** PROBLEM TO SOLVE **
Starting with the line with "Where can the dark floor" and going on through the line with "point(305, 71)", write these lines of data out again, but change "smartphone" to "mobile phone" everywhere and leave everything else as it is.

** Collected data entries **

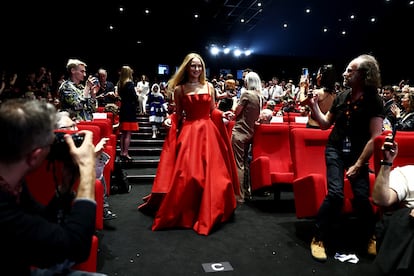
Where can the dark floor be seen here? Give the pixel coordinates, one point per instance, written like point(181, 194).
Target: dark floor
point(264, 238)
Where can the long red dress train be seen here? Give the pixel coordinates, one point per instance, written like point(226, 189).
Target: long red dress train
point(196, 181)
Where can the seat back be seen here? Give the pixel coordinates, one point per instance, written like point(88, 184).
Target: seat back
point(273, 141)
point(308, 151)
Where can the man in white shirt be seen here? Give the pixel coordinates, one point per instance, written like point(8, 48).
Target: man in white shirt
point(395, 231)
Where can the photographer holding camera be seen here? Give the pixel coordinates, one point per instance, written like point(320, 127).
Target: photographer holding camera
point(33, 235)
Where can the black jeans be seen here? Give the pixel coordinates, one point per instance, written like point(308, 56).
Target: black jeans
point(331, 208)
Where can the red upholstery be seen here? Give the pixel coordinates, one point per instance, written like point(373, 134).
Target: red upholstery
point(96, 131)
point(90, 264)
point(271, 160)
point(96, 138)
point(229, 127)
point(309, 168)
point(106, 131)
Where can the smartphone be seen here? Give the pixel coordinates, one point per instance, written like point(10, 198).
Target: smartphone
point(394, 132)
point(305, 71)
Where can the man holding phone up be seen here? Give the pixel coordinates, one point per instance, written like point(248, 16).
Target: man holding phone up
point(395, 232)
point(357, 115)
* * *
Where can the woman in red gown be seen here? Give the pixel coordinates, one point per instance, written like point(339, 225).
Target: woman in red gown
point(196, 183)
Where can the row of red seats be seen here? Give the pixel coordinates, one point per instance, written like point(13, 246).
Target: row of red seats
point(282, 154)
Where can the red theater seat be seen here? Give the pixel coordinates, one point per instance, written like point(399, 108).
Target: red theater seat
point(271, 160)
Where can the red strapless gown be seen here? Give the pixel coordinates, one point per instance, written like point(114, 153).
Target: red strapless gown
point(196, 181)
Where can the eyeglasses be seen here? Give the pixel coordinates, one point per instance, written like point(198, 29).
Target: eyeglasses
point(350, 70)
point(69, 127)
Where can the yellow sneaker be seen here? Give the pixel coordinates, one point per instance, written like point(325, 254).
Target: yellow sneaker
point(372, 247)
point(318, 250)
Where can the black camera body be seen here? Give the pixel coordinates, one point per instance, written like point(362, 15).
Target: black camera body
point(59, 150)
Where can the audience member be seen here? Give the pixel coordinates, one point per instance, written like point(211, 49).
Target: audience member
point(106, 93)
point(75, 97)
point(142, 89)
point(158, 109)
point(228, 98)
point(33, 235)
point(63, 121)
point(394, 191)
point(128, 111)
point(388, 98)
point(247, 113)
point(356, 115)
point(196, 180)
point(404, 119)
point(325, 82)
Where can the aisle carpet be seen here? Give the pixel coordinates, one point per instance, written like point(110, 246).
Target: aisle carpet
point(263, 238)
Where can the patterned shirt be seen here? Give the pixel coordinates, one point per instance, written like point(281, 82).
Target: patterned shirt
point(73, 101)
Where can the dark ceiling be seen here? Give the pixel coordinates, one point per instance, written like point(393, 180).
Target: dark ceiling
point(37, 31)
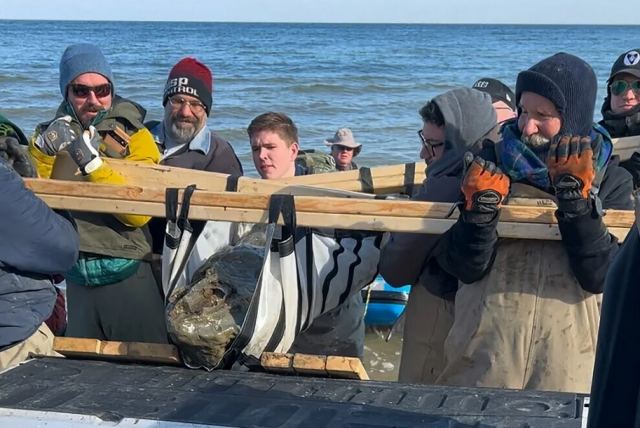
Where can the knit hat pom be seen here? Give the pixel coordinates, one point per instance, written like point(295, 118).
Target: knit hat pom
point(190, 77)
* * *
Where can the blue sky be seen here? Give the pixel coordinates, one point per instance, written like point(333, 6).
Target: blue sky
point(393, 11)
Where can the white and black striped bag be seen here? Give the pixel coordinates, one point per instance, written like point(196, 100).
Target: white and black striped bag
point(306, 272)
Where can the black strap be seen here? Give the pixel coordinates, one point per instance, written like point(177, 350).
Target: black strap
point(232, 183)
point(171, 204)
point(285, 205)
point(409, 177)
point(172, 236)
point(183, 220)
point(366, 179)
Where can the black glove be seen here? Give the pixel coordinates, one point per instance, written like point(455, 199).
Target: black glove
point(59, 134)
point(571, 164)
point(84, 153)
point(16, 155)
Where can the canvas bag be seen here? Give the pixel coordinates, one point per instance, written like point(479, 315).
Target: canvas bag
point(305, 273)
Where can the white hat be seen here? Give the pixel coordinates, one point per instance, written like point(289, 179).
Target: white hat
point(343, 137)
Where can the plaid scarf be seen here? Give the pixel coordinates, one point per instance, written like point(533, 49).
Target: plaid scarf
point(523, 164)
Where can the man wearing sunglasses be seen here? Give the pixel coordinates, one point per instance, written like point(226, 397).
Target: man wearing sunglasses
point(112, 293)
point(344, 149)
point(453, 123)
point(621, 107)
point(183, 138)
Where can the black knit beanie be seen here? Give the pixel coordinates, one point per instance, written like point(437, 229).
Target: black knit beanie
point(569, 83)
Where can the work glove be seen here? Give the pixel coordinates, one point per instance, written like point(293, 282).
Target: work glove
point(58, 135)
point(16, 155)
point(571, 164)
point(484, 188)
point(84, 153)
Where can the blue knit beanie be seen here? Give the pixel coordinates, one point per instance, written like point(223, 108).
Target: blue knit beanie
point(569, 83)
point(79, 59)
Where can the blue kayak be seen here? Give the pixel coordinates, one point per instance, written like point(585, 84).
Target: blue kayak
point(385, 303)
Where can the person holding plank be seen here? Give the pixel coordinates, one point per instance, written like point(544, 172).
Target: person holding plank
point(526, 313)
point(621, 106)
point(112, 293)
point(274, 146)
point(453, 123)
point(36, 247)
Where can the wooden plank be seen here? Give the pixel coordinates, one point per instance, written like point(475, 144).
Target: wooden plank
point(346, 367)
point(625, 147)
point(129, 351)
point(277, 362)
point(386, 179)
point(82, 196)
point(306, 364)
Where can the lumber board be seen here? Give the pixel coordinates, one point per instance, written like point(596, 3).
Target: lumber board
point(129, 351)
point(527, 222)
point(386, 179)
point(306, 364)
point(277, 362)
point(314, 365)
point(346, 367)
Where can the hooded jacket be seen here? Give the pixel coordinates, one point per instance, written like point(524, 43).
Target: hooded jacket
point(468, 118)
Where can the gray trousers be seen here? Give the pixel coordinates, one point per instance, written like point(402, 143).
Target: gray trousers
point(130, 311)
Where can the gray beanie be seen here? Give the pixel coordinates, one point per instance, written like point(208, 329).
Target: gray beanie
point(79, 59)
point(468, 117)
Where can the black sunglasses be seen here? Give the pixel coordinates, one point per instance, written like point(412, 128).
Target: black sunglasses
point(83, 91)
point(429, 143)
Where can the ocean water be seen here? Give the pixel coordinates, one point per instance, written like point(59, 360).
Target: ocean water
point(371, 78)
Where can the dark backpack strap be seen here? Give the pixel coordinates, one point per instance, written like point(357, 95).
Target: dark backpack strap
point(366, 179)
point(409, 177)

** THE ANSWER **
Where can the dark floor be seen here? Give the pixel coordinates, one point per instance, written like point(181, 194).
Target: dark floor
point(264, 238)
Where can the long red dress train be seen here? Give the pixel coordinates, one point per instance, written like point(226, 189).
Target: long red dress train
point(196, 181)
Where can the seat back be seen here? Give the pixel coordinates, one point per instance, written like point(88, 184).
Target: seat back
point(273, 141)
point(308, 151)
Where can the man in white shirt be seen here? Give the pixel coordinates, one point per instance, written like point(8, 48).
Target: man in white shirt
point(395, 231)
Where can the photographer holding camera be seen here? Give the pixel coordinates, one point per instance, written like point(320, 127).
Target: photographer holding camera
point(33, 235)
Where can the black jeans be seen here? Give the pixel coordinates, one point per instance, written like point(308, 56).
Target: black jeans
point(331, 208)
Where can the red upholstery be seen here? Give the pixel coordinates, one point per instance, written like point(373, 134).
Target: red upholstery
point(96, 131)
point(90, 264)
point(271, 160)
point(96, 138)
point(229, 127)
point(309, 168)
point(106, 131)
Where can the mobile phone be seen here? Give the pixel coordinates, one point per instance, written like point(10, 198).
Target: mobile phone
point(394, 132)
point(305, 71)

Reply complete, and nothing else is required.